**Passage shown:**
** START **
# MP volume calculation



## chlobue (Sep 8, 2009)

Is  there any way you can figure volume for MP?
I have to make alot of MP for an upcoming show.
Any help will be appreciated.
I'll be using a large wooden mold.

TIA

chl


----------



## CarmenJean (Sep 8, 2009)

Weigh out 100g of soap, melt it completly in a measuring jug, and make a note of the volume.  You'll be able to work out other volumes from there.

HTH.


----------



## Tabitha (Sep 8, 2009)

You can fill the mold w/ water, pour the water into a measuring bowl & figure it that way.


----------



## llineb (Sep 15, 2009)

Tabitha said:
			
		

> You can fill the mold w/ water, pour the water into a measuring bowl & figure it that way.



yes, for every 2 cups water you will need a pound of soap.


----------



## kevie192 (Sep 16, 2009)

I usually put the mould on the scales and tare it, then fill the mould with water and note the weight. Times this weight by 1.25 and that's a rough estimate of how much solid M&P base it will take to fill.

Be careful about taking weights when M&P is melted because during the melting process it loses water and, therefore, weight. I use this method because it allows me to get a correct weight from the M&P out of the box.

HTH

Kevin x


----------
** END **
**Given information:**
** START **
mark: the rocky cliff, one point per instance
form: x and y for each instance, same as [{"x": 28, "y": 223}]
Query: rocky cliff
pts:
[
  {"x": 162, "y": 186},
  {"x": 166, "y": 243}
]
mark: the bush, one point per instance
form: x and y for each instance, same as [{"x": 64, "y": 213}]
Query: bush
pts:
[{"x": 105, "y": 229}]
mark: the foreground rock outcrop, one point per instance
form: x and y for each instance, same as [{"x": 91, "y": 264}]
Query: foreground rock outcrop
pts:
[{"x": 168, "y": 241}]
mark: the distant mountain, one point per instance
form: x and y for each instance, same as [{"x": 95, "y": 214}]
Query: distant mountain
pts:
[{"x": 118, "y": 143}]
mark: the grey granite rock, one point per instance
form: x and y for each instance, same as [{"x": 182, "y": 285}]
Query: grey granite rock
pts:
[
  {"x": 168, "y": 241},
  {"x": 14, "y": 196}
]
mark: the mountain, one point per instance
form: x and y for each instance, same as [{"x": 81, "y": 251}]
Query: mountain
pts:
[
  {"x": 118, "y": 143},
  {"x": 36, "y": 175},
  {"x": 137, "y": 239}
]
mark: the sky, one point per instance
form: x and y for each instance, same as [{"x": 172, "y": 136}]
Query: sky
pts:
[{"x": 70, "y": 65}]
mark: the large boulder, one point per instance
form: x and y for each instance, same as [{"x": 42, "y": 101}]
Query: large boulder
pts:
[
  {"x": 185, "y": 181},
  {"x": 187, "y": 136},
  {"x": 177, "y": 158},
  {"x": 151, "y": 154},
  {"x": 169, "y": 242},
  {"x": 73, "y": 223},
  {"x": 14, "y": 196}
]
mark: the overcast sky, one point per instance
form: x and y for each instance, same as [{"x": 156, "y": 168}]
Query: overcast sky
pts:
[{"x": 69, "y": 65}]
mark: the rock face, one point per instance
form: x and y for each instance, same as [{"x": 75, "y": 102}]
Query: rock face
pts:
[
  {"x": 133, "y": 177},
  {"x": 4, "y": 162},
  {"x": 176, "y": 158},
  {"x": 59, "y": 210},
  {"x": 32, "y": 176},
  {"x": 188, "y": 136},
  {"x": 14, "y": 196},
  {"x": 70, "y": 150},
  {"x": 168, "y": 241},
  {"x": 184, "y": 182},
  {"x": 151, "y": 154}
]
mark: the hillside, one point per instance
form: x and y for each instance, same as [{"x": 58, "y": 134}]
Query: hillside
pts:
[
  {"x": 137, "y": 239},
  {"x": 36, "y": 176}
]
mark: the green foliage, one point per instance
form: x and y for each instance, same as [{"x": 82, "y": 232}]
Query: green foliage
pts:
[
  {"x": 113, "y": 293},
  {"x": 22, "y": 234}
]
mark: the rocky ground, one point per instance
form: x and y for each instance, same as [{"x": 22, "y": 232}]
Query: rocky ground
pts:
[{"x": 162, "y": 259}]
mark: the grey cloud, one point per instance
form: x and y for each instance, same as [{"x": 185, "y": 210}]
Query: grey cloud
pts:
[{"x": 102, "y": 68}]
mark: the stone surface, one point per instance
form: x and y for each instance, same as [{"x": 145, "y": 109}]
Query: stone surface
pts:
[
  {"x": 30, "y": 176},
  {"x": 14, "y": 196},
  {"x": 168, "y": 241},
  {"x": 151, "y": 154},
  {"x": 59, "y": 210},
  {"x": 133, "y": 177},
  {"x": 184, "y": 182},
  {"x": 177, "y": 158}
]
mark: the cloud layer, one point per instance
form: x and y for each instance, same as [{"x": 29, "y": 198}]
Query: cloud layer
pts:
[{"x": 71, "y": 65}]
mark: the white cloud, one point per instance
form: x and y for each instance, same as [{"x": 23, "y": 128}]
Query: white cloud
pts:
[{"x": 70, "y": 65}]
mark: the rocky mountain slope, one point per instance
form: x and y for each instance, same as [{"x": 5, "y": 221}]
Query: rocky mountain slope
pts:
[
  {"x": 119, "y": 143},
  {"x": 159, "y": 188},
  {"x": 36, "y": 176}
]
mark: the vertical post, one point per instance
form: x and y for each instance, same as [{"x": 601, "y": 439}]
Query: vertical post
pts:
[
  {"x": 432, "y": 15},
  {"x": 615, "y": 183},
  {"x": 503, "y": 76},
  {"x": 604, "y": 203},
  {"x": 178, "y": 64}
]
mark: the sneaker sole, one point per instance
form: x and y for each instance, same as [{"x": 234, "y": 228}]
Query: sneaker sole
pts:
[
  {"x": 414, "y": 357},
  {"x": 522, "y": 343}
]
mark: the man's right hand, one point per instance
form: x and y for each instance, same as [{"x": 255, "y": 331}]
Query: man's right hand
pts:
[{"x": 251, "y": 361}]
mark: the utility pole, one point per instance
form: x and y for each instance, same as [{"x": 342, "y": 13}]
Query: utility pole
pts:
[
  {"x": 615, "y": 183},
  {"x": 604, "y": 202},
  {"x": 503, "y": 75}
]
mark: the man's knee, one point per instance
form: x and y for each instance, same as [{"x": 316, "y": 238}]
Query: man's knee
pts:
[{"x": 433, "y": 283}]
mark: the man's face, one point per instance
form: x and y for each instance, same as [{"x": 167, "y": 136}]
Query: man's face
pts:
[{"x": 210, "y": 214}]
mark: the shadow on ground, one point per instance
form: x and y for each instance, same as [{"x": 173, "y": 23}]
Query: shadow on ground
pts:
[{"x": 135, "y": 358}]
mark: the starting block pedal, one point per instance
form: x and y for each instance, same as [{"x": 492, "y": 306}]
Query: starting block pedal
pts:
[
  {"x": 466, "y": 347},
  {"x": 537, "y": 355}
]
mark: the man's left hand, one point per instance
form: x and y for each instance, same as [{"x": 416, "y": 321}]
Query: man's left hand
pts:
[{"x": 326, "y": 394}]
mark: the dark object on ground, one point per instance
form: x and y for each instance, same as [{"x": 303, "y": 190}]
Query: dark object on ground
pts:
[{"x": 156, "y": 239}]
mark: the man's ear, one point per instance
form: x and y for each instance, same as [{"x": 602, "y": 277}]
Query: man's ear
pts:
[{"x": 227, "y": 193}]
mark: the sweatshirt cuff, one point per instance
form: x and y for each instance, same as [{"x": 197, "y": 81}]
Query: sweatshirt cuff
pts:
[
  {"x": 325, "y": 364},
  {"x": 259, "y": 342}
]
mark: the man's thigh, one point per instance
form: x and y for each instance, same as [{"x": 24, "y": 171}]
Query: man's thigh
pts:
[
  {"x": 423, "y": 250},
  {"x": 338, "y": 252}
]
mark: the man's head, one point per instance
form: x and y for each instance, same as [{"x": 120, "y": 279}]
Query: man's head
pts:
** END **
**Task:** Transcribe the stretch of the soap-volume thread from "I usually put" through "of the box.", keeping every word and mark unchanged.

**Result:**
I usually put the mould on the scales and tare it, then fill the mould with water and note the weight. Times this weight by 1.25 and that's a rough estimate of how much solid M&P base it will take to fill.

Be careful about taking weights when M&P is melted because during the melting process it loses water and, therefore, weight. I use this method because it allows me to get a correct weight from the M&P out of the box.